- Exercise details -
Reproduce the records from the line that has "green uniform, and" through the end of the records, requests included, and scale each coordinate in the answers by 2.4, rounding to whole numbers with halves rounded up. Leave the coordinates in the requests unchanged.

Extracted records
┏━━

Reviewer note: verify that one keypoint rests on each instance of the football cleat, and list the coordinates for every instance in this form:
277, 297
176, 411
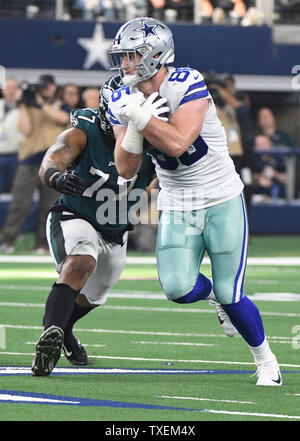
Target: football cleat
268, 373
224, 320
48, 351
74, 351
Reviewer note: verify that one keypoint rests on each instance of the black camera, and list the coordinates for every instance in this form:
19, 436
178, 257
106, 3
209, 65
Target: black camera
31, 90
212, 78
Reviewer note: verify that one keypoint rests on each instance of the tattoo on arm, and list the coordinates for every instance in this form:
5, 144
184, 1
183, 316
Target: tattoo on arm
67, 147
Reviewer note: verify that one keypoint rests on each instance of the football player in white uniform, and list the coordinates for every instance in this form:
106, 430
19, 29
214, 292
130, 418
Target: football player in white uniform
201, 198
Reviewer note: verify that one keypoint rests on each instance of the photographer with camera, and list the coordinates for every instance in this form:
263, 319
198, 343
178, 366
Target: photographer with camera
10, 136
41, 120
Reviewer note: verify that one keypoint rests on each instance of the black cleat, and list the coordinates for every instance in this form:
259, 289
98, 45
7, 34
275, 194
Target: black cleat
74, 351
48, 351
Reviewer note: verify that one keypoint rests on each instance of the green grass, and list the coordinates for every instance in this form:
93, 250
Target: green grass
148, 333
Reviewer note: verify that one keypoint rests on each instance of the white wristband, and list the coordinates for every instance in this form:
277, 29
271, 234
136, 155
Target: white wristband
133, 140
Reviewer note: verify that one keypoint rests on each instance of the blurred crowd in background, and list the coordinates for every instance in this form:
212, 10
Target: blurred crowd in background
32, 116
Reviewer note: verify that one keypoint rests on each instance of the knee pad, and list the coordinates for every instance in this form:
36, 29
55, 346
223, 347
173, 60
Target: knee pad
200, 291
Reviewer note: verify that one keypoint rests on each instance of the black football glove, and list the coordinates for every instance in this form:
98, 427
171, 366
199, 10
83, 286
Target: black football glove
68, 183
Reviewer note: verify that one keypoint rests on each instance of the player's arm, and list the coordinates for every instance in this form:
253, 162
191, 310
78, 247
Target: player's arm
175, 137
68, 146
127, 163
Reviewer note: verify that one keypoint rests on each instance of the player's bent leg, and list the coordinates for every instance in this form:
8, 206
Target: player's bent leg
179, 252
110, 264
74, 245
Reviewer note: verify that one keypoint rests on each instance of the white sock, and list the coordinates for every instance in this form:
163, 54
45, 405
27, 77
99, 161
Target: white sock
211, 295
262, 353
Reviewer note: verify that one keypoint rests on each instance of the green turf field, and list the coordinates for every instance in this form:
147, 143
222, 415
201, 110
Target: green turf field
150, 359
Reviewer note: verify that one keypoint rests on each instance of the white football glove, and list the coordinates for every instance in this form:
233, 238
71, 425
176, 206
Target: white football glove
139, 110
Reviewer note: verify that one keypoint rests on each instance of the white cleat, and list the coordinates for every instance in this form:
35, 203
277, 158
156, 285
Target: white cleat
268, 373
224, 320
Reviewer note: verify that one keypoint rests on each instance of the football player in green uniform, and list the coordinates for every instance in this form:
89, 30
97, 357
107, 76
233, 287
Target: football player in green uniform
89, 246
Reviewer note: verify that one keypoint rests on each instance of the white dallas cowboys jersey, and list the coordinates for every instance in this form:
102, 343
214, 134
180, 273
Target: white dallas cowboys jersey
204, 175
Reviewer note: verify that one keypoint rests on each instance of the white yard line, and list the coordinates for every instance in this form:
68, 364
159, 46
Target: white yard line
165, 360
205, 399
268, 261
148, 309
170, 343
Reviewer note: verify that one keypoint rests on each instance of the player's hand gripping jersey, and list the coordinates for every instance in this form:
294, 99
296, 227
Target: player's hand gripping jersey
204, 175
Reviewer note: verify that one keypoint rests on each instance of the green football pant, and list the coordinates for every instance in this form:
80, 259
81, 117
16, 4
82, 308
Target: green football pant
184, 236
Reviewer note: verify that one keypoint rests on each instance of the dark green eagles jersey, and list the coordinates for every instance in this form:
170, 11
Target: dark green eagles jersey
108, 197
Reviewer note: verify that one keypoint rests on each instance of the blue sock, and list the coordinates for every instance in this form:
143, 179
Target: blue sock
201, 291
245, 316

┗━━

- Result of this task -
Reviewer note: verify that one keypoint rests on each instance of the football player in green uniform, and list the coordinates for every instance in this form:
89, 30
97, 357
107, 76
233, 287
Target: football player in green uniform
214, 590
Reviewer note: verify that one keypoint rests on each instance of the white dallas cowboys jersey, and list the coordinates for every instance in this form:
102, 343
214, 134
180, 273
Target: white dallas cowboys jersey
490, 420
Reviewer note: verify that one keypoint rests on each instance of the white yard line, and list the coordinates for every instance in this form:
68, 364
159, 46
Target: white yard line
396, 864
492, 958
643, 626
355, 742
408, 823
Reviewer note: verify that one keypoint rests on each instance of the player's hand gripping jersey, and list the coordinates for every instance in this form:
294, 99
296, 227
Target: player's hand gripping jersey
490, 420
Reviewer note: verify that one keypoint rests on each instance of the green football pant, and list the coordinates for every instance in this form:
80, 259
81, 117
16, 4
82, 308
Target: green football pant
442, 566
Reviewer note: verify that one keypoint rests on each instance of the dark green eagles jersey, and list the coordinates for every instance in this form:
170, 11
Target: dark green eagles jersey
259, 473
Reviewer note: verify that one keypoint rests on each instance of the blue sock, and list the coordinates for every instance in this form:
143, 179
Target: blue sock
482, 698
588, 758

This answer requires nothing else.